● Document section
- Opening Delimiter -
While some critics contend that social media spectacles like D&G’s are nothing more than marketing ploys to show off a designer’s technocultural relevance (and thus curry virtual street cred with the highly influential consumer market segment that is the Teen Vogue and Nylon fashion crowd), the impact of social media in fashion is more than symbolic.
A recent study finds that instantaneous user-centered viral marketing—also called word-of-mouth (WOM) marketing—“is the primary factor behind 20 to 50 percent of all purchasing decisions.” It is no surprise, then, that the WOM marketing industry is growing at an exponential rate. In 2001, U.S. companies spent $76 million in WOM marketing; in 2006, spending increased nearly 67 percent to $981 million. Analysts expect that by 2013, U.S. companies will spend $3 billion on viral marketing. Interactive fashion media, in general, is expected grow into a $55 billion industry and represent 21 percent of all marketing spending. These numbers are especially staggering when we consider that fashion’s traditional commodities like the stock overseen by the chief executives of Saks, Neiman, and Bergdorf’s and print magazines are on the wane. Recall the decline of advertising in 2009 in Vogue and Lucky (each 44 percent), Allure (41 percent), and Glamour and Vanity Fair (15 and 15.5 percent, respectively). Some magazines like Jane, Cargo, and Men’s Vogue shuttered their offices altogether. Fashion business – like the creative economy in general – is fueled more and more by the nonmaterial, though highly valued, goods of images and information than traditional material goods.
However, even the most popular of fashion’s new technologies and nonmaterial commodities – fashion blogs – remains a relative minor player in the digital commons. Political/news blogs; celebrity culture/gossip blogs; and tech blogs rank highest in terms of online traffic. Still, the digital fashion media complex on the whole is an incredibly significant cultural, social, economic, and, yes, political site. In addition to the 2 million or so fashion blogs, there are countless more fashion-focused blog posts on non-fashion blogs and websites like The Huffington Post, Jezebel, and Mashable; fashion/style/beauty vlogs; microblogs; and through Facebook pages/links/updates. The digital fashion media complex thus generates at breakneck speeds and unprecedented frequency countless web streams of popular knowledge (and nonmaterial goods) everyday.
Taken together, the proliferation of online sales information and product reviews on e-commerce sites as well as on fashion search engines like Google’s latest venture Boutiques.com, blog posts, tweets, how-to-dress and what-to-buy advice streamed to our mobile devices, and of course online magazines begin to illustrate fashion’s central and organizing role not only in the new creative information economy but also in digital literacy and the very nature and form of public culture today. In other words, not only is fashion experiencing a digital revolution, digital culture is experiencing a fashion revolution in which fashion objects, images, and information are the stuff of which digital imaginaries are now made.
- Closing Delimiter -
● Stored items
- Opening Delimiter -
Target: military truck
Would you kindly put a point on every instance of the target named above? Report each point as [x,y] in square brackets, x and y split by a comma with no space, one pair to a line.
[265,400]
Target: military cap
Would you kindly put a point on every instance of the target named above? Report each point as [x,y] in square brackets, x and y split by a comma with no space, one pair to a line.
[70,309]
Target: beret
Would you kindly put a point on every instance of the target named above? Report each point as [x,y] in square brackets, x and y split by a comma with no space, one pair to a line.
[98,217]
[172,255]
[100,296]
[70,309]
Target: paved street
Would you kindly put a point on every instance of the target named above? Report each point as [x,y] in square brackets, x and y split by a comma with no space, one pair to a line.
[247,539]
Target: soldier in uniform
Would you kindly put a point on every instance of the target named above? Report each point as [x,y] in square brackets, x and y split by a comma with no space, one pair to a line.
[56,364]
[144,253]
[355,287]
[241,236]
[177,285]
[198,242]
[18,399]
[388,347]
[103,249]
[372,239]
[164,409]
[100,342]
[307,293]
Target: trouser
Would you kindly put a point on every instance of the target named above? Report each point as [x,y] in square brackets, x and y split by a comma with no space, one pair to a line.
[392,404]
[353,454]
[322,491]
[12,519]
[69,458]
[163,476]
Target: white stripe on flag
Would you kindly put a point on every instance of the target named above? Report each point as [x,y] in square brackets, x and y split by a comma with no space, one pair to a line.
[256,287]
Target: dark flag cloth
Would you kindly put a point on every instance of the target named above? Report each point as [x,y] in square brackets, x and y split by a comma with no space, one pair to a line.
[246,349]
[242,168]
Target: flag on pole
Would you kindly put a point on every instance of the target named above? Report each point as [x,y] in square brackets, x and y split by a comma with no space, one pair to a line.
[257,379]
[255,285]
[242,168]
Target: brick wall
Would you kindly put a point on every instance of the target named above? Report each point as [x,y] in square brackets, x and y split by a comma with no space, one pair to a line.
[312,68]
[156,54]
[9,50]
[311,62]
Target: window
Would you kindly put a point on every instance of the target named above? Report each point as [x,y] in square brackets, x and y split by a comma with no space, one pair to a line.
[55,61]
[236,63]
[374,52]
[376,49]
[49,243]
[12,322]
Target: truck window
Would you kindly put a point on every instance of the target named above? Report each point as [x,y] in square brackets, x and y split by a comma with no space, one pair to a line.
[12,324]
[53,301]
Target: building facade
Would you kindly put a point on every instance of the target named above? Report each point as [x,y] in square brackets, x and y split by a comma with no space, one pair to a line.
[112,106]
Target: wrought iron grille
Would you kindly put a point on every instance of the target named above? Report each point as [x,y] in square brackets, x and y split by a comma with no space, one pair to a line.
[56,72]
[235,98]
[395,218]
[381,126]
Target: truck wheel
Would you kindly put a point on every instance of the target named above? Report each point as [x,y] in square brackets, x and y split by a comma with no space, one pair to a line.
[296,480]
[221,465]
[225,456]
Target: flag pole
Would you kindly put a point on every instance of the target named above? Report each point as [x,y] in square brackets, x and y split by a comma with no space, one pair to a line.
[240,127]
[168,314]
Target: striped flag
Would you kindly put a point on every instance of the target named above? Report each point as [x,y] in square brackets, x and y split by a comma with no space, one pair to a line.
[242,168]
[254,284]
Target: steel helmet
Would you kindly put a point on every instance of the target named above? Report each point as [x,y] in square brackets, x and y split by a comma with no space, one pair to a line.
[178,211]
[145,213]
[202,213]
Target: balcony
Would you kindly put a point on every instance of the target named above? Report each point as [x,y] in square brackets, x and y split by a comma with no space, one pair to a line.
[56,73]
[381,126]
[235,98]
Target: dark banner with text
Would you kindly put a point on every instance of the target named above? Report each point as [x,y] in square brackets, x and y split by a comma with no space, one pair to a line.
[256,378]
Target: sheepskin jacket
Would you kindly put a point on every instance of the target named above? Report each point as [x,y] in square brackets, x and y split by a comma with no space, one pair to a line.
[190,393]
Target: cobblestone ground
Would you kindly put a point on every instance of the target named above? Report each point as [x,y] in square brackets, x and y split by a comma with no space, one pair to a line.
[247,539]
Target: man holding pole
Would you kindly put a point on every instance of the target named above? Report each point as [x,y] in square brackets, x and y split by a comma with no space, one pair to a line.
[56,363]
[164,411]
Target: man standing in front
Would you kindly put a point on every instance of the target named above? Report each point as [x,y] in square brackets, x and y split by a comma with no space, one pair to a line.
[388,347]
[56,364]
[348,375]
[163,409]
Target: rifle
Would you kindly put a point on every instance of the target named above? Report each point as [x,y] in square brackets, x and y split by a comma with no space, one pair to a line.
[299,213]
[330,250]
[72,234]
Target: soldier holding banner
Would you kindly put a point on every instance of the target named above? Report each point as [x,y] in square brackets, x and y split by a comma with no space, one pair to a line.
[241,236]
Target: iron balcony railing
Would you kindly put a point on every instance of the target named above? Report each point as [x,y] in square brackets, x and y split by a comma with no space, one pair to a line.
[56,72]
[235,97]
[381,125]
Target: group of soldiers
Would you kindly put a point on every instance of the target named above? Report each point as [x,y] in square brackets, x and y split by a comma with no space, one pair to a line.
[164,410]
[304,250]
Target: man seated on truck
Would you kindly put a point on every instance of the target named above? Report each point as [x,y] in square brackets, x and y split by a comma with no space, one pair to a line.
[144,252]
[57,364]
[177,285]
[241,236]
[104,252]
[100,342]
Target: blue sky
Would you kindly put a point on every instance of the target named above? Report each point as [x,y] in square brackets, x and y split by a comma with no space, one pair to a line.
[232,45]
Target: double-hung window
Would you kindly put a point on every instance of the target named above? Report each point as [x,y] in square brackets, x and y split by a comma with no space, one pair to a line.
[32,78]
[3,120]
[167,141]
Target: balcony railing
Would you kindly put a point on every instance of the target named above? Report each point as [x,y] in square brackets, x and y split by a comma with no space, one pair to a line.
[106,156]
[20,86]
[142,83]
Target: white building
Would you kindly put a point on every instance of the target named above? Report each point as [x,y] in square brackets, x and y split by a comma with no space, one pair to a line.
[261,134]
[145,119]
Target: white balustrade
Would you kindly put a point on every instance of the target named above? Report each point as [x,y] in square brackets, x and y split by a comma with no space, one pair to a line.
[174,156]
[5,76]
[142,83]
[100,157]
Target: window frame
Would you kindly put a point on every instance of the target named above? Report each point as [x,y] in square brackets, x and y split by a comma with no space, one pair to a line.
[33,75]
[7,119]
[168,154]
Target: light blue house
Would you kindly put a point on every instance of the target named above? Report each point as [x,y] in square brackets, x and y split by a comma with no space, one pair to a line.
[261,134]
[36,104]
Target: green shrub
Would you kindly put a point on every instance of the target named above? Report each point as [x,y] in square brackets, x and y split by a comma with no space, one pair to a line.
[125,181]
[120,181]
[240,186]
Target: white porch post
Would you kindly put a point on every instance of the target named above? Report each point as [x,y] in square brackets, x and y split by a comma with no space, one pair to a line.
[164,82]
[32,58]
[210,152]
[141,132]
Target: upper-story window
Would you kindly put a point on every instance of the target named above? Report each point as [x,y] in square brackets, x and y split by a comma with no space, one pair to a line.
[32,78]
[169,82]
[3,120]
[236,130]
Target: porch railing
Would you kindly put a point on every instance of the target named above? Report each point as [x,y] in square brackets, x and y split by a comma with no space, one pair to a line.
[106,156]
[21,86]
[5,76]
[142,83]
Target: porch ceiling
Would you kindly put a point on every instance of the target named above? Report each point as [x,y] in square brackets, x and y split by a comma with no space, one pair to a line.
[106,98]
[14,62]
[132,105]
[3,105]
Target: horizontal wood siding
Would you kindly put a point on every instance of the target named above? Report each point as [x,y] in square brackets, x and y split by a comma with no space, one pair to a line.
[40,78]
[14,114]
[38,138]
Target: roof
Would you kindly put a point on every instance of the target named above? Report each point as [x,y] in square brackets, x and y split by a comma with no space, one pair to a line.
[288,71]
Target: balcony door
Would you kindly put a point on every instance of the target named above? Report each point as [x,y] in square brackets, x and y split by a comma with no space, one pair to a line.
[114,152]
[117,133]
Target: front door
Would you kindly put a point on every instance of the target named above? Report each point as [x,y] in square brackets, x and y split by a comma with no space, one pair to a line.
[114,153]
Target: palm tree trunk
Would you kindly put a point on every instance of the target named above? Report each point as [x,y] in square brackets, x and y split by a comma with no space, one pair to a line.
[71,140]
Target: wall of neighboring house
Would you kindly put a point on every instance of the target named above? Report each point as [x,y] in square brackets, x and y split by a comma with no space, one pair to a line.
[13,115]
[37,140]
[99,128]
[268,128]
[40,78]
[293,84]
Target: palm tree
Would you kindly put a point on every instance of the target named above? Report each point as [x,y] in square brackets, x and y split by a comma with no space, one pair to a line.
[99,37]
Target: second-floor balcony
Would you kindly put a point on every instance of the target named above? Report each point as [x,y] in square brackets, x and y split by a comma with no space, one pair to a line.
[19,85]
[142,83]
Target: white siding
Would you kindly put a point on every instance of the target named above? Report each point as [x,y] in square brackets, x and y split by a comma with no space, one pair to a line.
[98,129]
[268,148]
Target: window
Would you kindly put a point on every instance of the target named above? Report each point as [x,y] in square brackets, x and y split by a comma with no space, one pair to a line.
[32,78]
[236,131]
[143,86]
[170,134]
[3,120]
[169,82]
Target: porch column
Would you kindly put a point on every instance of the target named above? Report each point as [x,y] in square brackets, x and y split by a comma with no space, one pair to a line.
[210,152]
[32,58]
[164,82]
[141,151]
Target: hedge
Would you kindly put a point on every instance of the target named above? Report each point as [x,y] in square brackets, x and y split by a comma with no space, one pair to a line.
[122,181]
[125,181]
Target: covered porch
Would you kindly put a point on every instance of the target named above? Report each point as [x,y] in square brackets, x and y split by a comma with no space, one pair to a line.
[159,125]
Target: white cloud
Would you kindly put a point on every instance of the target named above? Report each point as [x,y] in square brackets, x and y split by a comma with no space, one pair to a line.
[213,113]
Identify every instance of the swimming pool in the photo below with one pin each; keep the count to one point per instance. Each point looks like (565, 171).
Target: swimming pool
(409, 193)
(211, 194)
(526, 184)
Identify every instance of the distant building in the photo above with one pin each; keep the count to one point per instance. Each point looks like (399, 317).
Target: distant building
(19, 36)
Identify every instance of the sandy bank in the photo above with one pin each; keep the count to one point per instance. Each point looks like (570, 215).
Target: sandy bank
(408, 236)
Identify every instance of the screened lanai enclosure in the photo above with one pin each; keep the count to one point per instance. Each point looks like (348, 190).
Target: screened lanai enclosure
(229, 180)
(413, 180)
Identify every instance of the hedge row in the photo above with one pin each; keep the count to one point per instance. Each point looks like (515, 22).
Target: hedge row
- Closing Delimiter -
● Actions to take
• A. Please translate this sentence from the text on digital fashion media into Spanish: "Some magazines like Jane, Cargo, and Men's Vogue shuttered their offices altogether."
• B. List every magazine whose 2009 advertising decline is given as a percentage in the text on digital fashion media.

● Responses per task
• A. Algunas revistas como Jane, Cargo y Men's Vogue cerraron sus oficinas por completo.

• B. Vogue, Lucky, Allure, Glamour, Vanity Fair